### 节选段落

干娘(孙晓钟)查看源代码讨论查看历史
《干娘》是中国当代作家孙晓钟写的散文。
作品欣赏
干娘
我跟在娘的身后,脖子上挂着一串红头绳串着的铜钱,铜钱的个数要比实际年龄多一个,就是那种铸着“乾隆通宝”、“康熙通宝”之类的孔方兄。这已是多年以前的事了,现在我们这里乡下孩童过生日还有这个习俗,只是铜钱换作了人民币折叠成的小方块。
爬上一个小土坡,就来到干娘面前。干娘有一面银盆似的大圆脸,皮肤细腻光洁,泛着青石一般的光,冷峻而严肃,呆呆地仰望着天空,一动也不动。娘把一副白面蒸就的羊、猪、鱼摆在干娘面前,焚上香,毕恭毕敬地肃立在一旁,看着我给干娘磕过了头。
繁琐的仪式终于结束,我活蹦乱跳转身离开,浑然不觉寂落的干娘依旧孤零零地呆在那儿,冰冷的脸好盼望能够有人去继续抚慰。

### 任务要求
续写上述关于干娘的散文节选，从其最后一句之后接着写。 随后各行无需参考。

### 给定数据
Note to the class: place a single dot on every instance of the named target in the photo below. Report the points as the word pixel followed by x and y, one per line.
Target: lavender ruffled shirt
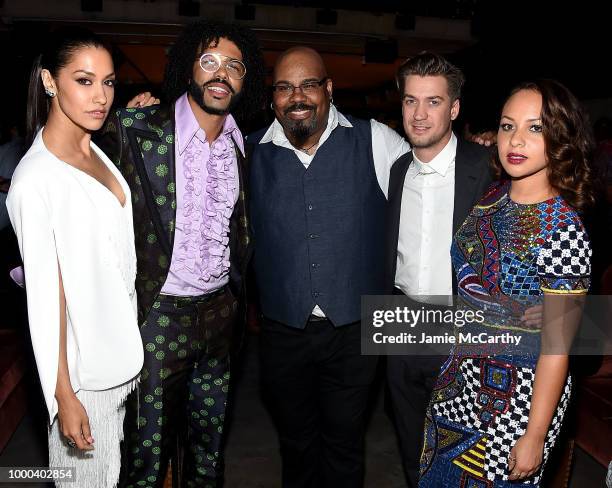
pixel 206 191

### 输出结果
过去的穷乡僻壤,新生的娃总要认一个干娘,据说是有了干娘的庇佑,就一定可以长命百岁。做干娘的大都是村上那些健硕、开朗、子女多的妇女。但也有例外,也有认大树、牌坊之类为干娘的。我的干娘就是村口那盘青石雕凿的石碾子。雕凿的岁月早已不可细考,岁月的磨蚀,米面的浸润,让干娘变得异常光滑整洁,泛出一层冰冷的青光来,侧脸望去,仿佛金属打造一般,有种青龙偃月刀的气质。
干娘,似乎永远只能是个干娘。爷爷辈的有人拜它作了干娘,到了儿子辈,依旧有拜它作干娘的,绝不会称其作“干奶奶”;及至孙子一辈,仍旧有人拜其为“干娘”,而不会考虑其曾经是父亲乃至祖父的干娘。
干娘静静地呆立在那里,一动也不动,任凭日晒雨淋,风吹雪覆,饱经岁月沧桑,静看世事轮回……
曾经,每一个愉悦的清晨,都是在干娘轻声吟唱中早早来临。天光微亮,晨寒料峭,干娘就“吱扭”、“吱扭”地开始了一天的快乐歌唱。几个快嘴婆娘的欢声笑语羼杂其中,叽叽呀呀叫个不停,那是勤快的婆娘早早起床在抢碾盘。你磨二升米,我磨半斗黍,趁着晨曦微露,早早磨罢,家里还有大大小小的嘴巴等着吃早饭呢。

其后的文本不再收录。